### Work to do
Every entry below must appear again, exactly as written.

### Data listing
+===+
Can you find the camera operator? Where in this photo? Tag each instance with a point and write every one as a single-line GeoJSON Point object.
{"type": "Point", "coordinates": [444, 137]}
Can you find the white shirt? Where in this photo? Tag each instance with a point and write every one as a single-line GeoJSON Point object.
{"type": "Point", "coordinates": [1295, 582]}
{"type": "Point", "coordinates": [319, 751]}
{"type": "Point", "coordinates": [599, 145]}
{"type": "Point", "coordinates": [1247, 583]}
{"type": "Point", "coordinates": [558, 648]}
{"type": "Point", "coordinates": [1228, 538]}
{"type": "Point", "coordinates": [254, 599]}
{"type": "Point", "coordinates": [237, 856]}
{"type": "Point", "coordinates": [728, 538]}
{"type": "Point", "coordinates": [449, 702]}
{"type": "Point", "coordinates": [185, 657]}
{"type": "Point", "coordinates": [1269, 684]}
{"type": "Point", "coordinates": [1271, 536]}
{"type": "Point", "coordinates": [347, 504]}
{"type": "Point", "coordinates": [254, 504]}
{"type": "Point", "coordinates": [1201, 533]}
+===+
### Exercise solution
Can you find the camera operator? Where in this photo? Tag each instance with a point and write every one as a single-line GeoJSON Point object.
{"type": "Point", "coordinates": [444, 137]}
Can you find the white shirt? Where in this photo? Tag each instance with a point and write every one as a single-line GeoJSON Point object.
{"type": "Point", "coordinates": [1295, 582]}
{"type": "Point", "coordinates": [319, 751]}
{"type": "Point", "coordinates": [599, 145]}
{"type": "Point", "coordinates": [1247, 583]}
{"type": "Point", "coordinates": [558, 648]}
{"type": "Point", "coordinates": [1228, 538]}
{"type": "Point", "coordinates": [254, 599]}
{"type": "Point", "coordinates": [237, 856]}
{"type": "Point", "coordinates": [728, 538]}
{"type": "Point", "coordinates": [449, 702]}
{"type": "Point", "coordinates": [185, 657]}
{"type": "Point", "coordinates": [1269, 684]}
{"type": "Point", "coordinates": [1271, 536]}
{"type": "Point", "coordinates": [347, 504]}
{"type": "Point", "coordinates": [254, 504]}
{"type": "Point", "coordinates": [1201, 533]}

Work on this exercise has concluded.